### Given request A
According to the passage on wait-time measurement error, what is missingness in the actual wait times primarily related to?
### Given request B
Write the next part of the passage on wait-time measurement error, picking up after its last sentence.

Using only observation where the needed variables are all complete is sometimes called a complete-case analysis, which we’ve been doing thus far in the book.

In the TouringPlans data, most variables are complete and likely accurately measured (e.g., ticket season and historic weather are well-measured). One variable with missingness and measurement error is the actual wait times for rides. If you recall, the data relies on humans to wait in line, either consumers of the data who report their experience or people hired to wait in line to report the wait time. Thus, missingness is primarily related to whether someone is there to measure the wait time. When someone is there to measure it, it’s also likely measured with error, and that error likely depends on who the person is. For example, a visitor to Disney World estimating their wait time and submitting it to TouringPlans is likely producing a value with more error than someone paid to stay in line and count the minutes.

That said, let’s take measurement error and missingness one at a time.

17.1.1 Structural measurement error

First, let’s consider measurement error. In Figure 17.1, we represent actual and posted wait times twice: the true version and the measured version. The measured versions are influenced by two variables: the real values and unknown or unmeasured factors that influence their mismeasurement. How the two wait times are mismeasured are independent of one another. For simplicity, we’ve removed the confounders from this DAG.

Figure 17.1: A DAG showing the relationship between posted and actual wait times, with additional information about measurement. The mismeasured versions of the two wait time variables are represented as separate nodes. The mismeasured versions are caused by the true values and an unknown mechanism that worsens measurement. When conducting a causal analysis with mismeasured variables, we use them as proxies for the true values.

Entries from a point annotation set
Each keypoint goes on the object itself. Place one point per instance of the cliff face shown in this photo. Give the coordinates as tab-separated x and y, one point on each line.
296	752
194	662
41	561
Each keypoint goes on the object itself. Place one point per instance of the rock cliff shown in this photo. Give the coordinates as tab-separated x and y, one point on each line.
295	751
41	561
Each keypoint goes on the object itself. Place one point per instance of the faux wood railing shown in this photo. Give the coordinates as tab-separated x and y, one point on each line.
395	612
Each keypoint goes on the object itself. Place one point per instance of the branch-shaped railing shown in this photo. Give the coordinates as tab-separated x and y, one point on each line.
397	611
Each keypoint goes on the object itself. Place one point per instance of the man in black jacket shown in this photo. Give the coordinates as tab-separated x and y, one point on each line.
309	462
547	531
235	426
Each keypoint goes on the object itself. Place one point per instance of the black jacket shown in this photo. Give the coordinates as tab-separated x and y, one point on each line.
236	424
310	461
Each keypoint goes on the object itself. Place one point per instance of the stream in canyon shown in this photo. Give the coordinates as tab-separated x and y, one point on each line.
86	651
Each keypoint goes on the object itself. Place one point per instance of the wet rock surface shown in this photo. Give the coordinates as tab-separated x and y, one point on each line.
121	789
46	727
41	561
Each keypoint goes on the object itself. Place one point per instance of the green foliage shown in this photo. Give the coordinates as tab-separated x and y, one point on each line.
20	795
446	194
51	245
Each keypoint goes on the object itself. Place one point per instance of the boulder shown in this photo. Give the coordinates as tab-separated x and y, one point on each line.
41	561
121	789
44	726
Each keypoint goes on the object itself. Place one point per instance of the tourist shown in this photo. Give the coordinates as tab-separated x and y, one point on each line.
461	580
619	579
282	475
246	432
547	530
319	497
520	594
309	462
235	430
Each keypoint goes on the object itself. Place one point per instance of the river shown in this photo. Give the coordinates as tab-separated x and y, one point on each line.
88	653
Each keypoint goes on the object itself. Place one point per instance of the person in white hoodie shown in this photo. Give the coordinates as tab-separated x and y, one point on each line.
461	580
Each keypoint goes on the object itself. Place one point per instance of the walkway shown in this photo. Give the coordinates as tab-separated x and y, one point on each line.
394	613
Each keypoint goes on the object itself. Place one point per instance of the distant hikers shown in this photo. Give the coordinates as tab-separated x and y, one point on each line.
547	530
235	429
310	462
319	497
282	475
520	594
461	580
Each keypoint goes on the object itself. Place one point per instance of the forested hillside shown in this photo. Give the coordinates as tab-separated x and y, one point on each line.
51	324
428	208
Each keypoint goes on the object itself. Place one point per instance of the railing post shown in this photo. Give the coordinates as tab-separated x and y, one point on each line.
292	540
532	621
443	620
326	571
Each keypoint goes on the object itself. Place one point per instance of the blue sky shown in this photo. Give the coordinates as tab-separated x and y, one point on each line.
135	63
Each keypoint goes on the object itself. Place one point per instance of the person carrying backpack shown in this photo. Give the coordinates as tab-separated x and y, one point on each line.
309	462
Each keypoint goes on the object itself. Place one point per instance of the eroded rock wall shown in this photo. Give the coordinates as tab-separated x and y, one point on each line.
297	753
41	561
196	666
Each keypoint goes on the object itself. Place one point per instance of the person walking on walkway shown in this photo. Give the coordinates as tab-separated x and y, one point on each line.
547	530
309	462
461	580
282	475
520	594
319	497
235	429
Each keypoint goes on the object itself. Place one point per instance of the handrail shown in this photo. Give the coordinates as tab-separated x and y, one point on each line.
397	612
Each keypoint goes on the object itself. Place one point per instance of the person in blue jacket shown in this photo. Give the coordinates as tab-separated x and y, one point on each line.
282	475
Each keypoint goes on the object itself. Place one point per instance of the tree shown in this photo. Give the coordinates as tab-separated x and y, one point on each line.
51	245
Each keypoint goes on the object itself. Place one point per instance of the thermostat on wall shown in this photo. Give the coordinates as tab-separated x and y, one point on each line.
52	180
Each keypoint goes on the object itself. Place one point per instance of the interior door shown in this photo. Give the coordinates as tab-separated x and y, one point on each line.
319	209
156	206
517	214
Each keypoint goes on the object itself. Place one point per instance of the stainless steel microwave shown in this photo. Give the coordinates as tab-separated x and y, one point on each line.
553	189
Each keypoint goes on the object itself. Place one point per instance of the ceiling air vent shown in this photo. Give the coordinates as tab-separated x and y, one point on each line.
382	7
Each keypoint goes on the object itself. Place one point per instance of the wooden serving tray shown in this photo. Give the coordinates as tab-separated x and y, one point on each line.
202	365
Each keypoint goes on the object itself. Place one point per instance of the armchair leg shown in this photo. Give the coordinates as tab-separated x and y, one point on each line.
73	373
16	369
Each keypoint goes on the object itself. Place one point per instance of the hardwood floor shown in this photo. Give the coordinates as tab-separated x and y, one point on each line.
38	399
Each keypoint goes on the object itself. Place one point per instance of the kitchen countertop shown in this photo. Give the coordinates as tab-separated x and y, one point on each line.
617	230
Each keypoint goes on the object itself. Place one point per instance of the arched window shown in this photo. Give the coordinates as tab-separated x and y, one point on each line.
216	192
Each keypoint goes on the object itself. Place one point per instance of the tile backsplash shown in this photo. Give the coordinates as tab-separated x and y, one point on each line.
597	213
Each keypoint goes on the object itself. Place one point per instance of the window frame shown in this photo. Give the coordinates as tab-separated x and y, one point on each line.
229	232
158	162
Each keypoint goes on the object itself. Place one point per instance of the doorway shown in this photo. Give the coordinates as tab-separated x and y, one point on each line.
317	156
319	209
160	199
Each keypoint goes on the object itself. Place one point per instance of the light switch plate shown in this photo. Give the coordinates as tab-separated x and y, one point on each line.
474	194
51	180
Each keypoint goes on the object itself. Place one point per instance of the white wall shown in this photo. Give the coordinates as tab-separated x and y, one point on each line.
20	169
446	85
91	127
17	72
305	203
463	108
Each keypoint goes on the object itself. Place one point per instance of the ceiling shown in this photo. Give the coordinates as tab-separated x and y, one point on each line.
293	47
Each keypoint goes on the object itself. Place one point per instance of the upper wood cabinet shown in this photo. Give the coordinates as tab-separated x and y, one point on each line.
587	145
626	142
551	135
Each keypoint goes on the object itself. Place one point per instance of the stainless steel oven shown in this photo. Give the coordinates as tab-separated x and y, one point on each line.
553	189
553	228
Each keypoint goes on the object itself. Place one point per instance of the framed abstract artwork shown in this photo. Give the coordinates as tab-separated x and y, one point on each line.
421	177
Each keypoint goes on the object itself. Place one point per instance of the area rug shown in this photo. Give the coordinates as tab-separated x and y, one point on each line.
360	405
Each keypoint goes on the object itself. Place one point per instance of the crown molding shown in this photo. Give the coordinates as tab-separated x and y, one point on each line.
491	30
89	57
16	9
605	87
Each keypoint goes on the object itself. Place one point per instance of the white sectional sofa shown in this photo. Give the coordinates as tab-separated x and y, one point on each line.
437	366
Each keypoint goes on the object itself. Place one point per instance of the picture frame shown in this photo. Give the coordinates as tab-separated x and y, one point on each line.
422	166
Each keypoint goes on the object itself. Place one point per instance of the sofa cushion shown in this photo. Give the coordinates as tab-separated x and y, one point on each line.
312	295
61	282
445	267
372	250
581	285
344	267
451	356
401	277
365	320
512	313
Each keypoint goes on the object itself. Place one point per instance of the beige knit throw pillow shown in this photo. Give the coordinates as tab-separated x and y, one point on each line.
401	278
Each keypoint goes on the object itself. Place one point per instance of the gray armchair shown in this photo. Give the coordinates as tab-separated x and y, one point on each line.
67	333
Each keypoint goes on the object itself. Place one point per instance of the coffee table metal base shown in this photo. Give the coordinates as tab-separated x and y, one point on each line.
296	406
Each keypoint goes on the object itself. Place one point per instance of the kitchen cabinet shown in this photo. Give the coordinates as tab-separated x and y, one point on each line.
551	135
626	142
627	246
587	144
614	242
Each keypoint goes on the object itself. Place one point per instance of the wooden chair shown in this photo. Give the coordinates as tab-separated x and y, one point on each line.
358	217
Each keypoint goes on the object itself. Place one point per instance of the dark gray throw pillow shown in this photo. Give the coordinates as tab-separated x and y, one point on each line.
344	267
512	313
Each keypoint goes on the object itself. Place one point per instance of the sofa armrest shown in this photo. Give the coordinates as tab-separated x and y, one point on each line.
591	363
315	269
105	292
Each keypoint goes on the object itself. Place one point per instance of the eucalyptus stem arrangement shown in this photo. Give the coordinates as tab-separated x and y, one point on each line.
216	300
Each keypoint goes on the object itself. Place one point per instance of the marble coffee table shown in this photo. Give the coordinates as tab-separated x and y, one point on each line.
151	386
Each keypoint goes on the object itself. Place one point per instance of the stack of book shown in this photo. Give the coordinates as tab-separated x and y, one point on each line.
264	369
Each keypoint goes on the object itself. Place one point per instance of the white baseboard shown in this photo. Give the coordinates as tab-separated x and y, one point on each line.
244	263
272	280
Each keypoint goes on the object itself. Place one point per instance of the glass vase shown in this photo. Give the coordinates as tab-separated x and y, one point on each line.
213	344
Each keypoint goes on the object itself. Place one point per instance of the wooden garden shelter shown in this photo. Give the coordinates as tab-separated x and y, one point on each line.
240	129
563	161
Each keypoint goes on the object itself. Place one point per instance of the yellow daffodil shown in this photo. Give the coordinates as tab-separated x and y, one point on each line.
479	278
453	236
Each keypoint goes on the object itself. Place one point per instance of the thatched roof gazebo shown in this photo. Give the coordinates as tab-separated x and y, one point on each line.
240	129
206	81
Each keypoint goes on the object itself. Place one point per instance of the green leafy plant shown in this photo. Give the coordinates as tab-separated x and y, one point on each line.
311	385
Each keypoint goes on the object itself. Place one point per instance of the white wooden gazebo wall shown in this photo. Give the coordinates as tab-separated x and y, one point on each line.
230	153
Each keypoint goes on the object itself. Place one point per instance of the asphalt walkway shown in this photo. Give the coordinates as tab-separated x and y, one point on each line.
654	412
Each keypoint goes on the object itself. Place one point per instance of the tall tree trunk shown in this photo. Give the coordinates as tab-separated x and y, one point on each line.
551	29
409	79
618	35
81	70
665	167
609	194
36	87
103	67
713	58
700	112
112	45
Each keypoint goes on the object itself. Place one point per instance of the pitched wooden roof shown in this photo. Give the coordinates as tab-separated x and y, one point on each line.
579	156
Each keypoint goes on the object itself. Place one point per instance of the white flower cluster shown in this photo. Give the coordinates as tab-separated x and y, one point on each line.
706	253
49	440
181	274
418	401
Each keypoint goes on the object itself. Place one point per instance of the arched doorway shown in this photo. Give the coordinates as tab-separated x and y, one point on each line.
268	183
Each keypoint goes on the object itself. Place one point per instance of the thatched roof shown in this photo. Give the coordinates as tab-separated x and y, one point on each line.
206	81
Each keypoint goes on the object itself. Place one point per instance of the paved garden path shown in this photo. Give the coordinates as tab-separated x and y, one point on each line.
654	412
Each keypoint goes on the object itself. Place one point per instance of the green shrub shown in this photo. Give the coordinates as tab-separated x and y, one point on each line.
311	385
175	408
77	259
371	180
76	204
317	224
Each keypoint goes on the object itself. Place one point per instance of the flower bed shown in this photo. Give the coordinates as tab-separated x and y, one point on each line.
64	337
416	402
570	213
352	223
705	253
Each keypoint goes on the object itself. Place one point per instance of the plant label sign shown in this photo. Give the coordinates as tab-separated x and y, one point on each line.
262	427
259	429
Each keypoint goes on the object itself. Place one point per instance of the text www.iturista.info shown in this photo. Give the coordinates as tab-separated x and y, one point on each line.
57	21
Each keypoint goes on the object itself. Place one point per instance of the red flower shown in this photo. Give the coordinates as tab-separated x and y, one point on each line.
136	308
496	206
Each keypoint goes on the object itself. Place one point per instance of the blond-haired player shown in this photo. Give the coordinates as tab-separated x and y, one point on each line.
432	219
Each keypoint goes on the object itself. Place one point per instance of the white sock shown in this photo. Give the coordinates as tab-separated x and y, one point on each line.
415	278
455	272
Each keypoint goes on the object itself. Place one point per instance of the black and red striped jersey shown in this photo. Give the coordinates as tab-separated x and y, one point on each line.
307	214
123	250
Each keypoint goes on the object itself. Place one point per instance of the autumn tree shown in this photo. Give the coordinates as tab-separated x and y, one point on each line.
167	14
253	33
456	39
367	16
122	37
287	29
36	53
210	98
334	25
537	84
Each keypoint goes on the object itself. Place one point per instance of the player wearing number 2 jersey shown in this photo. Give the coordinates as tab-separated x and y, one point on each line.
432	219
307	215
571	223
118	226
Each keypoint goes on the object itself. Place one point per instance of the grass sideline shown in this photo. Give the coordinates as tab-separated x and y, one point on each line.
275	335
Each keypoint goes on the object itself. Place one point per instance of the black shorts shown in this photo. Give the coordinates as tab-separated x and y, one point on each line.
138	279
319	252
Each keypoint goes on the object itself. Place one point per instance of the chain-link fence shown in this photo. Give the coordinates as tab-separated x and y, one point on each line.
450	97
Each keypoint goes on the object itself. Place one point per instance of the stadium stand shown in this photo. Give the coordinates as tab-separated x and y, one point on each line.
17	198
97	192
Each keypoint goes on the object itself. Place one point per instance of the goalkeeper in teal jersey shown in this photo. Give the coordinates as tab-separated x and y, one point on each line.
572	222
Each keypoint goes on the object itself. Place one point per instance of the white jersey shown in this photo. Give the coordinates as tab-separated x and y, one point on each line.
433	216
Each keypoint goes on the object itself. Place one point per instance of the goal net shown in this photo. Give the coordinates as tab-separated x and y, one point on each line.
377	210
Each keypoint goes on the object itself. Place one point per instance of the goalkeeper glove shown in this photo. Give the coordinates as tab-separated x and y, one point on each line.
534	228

### Final result A
Whether someone is there to measure the wait time.

### Final result B
TouringPlans scraped the posted wait times from what Disney posts on the web. There is a plausible mechanism by which this could be mismeasured: Disney could post the wrong times online compared to what’s posted at the park, or TouringPlans could have a mistake in its data acquisition code. That said, it’s reasonable to assume this error is small.

On the other hand, actual wait times probably have a lot of measurement error. Humans have to measure this period manually, so that process has some natural error. Measurement also likely depends on whether or not the person measuring the wait time is being paid to do so. Presumably, someone entering it out of goodwill is more likely to submit an approximate wait time, and someone who is paid is more likely to be precise.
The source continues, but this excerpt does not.